■ **Document text**

You may have worked out that an Automatic Storage Manager (ASM) Cluster File System (ACFS)for shared Oracle home use is just an ACFS under CRS control—so what about an ACFS for general purposes?
Once you create an ACFS file system with mkfs, it can be used in exactly the same way as any POSIX-compliant file system. You could say that it needs no further action or management other than to mount it and go. The only slight problem with that, however, is when it comes to mounting it automatically at boot time. The file system requires ASM to be up, the underlying disk groups to be mounted, and the ADVM drivers to be loaded, so we need to have something that ensures that all this is true before the mount occurs. The ACFS mount registry is the tool for this; it is managed using the acfsutil command.

■ **Recorded data**
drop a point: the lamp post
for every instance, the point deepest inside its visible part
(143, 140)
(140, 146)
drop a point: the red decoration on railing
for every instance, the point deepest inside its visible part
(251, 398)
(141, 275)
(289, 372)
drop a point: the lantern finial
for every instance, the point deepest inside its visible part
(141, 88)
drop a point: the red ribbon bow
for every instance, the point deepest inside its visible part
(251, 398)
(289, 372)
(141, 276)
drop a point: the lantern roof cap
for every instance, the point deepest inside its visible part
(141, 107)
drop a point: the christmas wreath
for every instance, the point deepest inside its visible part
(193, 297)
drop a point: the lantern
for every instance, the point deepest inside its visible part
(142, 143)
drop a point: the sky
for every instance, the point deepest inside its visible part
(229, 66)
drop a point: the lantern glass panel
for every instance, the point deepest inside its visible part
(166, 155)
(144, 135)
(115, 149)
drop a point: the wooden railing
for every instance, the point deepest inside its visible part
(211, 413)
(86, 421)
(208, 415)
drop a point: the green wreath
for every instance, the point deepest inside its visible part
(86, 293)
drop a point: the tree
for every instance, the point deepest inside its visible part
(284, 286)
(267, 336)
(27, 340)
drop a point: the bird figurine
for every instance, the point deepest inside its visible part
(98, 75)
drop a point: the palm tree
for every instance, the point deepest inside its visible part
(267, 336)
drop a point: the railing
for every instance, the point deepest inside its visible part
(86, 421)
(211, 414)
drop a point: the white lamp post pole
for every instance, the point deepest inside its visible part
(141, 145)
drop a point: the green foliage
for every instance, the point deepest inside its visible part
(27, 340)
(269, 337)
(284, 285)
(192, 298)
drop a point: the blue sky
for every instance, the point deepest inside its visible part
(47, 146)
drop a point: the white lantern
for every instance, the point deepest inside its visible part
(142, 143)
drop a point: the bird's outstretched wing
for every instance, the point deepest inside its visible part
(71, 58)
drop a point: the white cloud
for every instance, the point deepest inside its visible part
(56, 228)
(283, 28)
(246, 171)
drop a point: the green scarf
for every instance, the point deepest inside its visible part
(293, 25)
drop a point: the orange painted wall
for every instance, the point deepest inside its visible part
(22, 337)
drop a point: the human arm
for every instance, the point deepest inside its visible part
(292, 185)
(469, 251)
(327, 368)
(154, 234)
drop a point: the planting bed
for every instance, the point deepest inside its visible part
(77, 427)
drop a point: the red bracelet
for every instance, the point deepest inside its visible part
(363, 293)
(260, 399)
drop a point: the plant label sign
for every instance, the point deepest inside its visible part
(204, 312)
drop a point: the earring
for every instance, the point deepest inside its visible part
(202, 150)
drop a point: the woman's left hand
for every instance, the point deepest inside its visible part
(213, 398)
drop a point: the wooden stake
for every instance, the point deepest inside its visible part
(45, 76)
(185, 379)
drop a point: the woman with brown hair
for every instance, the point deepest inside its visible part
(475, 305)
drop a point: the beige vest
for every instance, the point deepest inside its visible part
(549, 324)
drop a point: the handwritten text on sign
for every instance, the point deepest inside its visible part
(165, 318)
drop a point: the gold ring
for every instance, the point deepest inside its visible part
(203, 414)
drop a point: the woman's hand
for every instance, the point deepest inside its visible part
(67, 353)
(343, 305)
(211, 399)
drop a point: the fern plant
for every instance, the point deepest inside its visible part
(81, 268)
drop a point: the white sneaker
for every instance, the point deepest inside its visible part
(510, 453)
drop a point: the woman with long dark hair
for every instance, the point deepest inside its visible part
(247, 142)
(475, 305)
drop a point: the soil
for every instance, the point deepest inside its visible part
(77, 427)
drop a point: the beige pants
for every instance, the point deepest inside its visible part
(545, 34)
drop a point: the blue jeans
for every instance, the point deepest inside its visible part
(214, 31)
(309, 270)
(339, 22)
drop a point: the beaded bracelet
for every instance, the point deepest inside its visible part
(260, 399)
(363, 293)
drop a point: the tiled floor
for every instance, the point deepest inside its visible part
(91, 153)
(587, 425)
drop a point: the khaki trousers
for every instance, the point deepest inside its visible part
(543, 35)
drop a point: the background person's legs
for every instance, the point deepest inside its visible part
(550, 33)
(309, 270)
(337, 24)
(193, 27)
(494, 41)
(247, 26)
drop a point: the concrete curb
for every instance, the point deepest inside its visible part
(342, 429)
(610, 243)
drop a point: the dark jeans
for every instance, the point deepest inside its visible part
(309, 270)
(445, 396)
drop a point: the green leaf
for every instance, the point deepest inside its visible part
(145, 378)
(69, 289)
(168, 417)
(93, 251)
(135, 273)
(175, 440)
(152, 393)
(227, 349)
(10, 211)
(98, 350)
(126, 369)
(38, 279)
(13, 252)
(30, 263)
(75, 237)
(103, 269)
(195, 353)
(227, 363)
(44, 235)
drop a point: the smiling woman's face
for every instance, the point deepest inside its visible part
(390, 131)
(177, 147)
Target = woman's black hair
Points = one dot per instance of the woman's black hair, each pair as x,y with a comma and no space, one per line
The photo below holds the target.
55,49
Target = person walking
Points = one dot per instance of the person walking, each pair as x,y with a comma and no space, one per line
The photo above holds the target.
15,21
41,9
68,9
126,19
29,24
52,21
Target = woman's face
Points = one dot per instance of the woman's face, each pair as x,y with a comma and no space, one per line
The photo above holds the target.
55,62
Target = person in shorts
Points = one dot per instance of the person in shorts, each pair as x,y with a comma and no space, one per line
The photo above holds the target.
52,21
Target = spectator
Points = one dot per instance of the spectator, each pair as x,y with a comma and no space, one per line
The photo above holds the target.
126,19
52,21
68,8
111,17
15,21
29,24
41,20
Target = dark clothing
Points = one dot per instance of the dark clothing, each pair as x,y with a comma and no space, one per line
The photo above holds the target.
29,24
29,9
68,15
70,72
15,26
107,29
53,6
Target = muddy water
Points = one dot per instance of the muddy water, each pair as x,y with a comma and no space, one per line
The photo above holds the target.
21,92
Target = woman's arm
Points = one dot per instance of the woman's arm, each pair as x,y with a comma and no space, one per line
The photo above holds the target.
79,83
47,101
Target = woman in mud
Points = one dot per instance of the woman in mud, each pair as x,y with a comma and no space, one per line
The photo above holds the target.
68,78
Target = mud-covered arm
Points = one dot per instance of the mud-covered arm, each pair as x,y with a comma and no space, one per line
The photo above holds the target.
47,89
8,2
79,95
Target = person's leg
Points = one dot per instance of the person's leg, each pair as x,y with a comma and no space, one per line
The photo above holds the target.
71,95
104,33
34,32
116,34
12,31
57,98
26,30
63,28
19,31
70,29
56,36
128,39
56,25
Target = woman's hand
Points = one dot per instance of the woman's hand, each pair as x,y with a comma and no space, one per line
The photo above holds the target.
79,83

■ **Prompt A**
According to the ACFS text, which command is used to manage the ACFS mount registry?
■ **Prompt B**
From the ACFS text, set down word for word the part that opens with the words containing "You may have" and closes with "the acfsutil command.".

■ **Expected answer A**
The acfsutil command.

■ **Expected answer B**
You may have worked out that an Automatic Storage Manager (ASM) Cluster File System (ACFS)for shared Oracle home use is just an ACFS under CRS control—so what about an ACFS for general purposes?
Once you create an ACFS file system with mkfs, it can be used in exactly the same way as any POSIX-compliant file system. You could say that it needs no further action or management other than to mount it and go. The only slight problem with that, however, is when it comes to mounting it automatically at boot time. The file system requires ASM to be up, the underlying disk groups to be mounted, and the ADVM drivers to be loaded, so we need to have something that ensures that all this is true before the mount occurs. The ACFS mount registry is the tool for this; it is managed using the acfsutil command.